• _Records_:
::::
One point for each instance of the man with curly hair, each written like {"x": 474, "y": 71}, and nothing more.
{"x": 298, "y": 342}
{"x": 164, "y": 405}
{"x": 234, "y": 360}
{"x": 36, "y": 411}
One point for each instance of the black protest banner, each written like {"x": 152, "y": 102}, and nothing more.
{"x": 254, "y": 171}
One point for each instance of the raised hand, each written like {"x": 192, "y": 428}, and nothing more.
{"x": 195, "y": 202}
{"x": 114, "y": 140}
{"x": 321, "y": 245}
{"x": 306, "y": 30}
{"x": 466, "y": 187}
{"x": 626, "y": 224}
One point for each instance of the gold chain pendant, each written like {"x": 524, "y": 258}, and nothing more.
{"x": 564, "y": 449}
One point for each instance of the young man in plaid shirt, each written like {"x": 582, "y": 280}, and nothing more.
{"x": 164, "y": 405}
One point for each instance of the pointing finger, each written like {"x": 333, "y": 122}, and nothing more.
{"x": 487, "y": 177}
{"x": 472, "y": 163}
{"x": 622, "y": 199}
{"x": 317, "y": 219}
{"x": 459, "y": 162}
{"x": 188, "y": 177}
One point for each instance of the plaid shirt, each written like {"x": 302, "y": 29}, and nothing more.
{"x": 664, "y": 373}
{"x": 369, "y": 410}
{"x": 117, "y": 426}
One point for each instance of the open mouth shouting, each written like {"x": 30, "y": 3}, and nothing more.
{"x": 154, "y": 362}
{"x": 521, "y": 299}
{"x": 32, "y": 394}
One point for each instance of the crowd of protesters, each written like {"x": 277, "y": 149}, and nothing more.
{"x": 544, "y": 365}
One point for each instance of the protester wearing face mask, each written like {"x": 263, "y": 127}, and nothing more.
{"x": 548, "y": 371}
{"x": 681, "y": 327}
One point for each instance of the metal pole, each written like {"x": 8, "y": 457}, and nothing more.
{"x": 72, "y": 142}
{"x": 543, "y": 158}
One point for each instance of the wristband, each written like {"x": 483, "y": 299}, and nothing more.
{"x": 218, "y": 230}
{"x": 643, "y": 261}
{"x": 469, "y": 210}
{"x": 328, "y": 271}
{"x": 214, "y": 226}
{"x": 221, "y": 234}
::::
• _Exercise objective_:
Each record must be printed again, word for word, with nothing dropped.

• _Expected answer_:
One point for each instance of the man with curly hair, each written like {"x": 474, "y": 71}, and nothing more.
{"x": 298, "y": 342}
{"x": 164, "y": 405}
{"x": 234, "y": 360}
{"x": 36, "y": 411}
One point for each instance of the black protest banner, each written like {"x": 152, "y": 102}, and nothing more.
{"x": 254, "y": 171}
One point for each instance of the raised hand, each written like {"x": 192, "y": 428}, and nothing more.
{"x": 195, "y": 202}
{"x": 114, "y": 140}
{"x": 321, "y": 245}
{"x": 306, "y": 30}
{"x": 466, "y": 187}
{"x": 626, "y": 224}
One point for each instance of the gold chain pendant, each written like {"x": 524, "y": 258}, and nothing more.
{"x": 564, "y": 449}
One point for each instance of the young man in plaid shirt, each written like {"x": 582, "y": 280}, and nothing more.
{"x": 164, "y": 405}
One point for each instance of the pointing finger, each written like {"x": 333, "y": 122}, and nothing more.
{"x": 487, "y": 177}
{"x": 472, "y": 163}
{"x": 622, "y": 199}
{"x": 317, "y": 219}
{"x": 459, "y": 162}
{"x": 188, "y": 177}
One point for each instance of the plaid shirt, each written like {"x": 302, "y": 29}, and nothing more.
{"x": 664, "y": 373}
{"x": 369, "y": 410}
{"x": 117, "y": 426}
One point for each instance of the open mouth shouting, each written like {"x": 30, "y": 3}, and nothing more.
{"x": 154, "y": 362}
{"x": 521, "y": 299}
{"x": 32, "y": 394}
One point for each instance of the crowd of protesters, each written like {"x": 277, "y": 149}, and nothing more.
{"x": 544, "y": 365}
One point for each instance of the protester wearing face mask, each written like {"x": 263, "y": 127}, and nothing more.
{"x": 548, "y": 371}
{"x": 681, "y": 327}
One point for each instance of the metal pole, each written like {"x": 8, "y": 457}, and nothing more.
{"x": 72, "y": 142}
{"x": 543, "y": 158}
One point for each instance of the wristband, each written like {"x": 483, "y": 299}, and nothing more.
{"x": 218, "y": 230}
{"x": 643, "y": 261}
{"x": 469, "y": 210}
{"x": 328, "y": 271}
{"x": 214, "y": 226}
{"x": 221, "y": 234}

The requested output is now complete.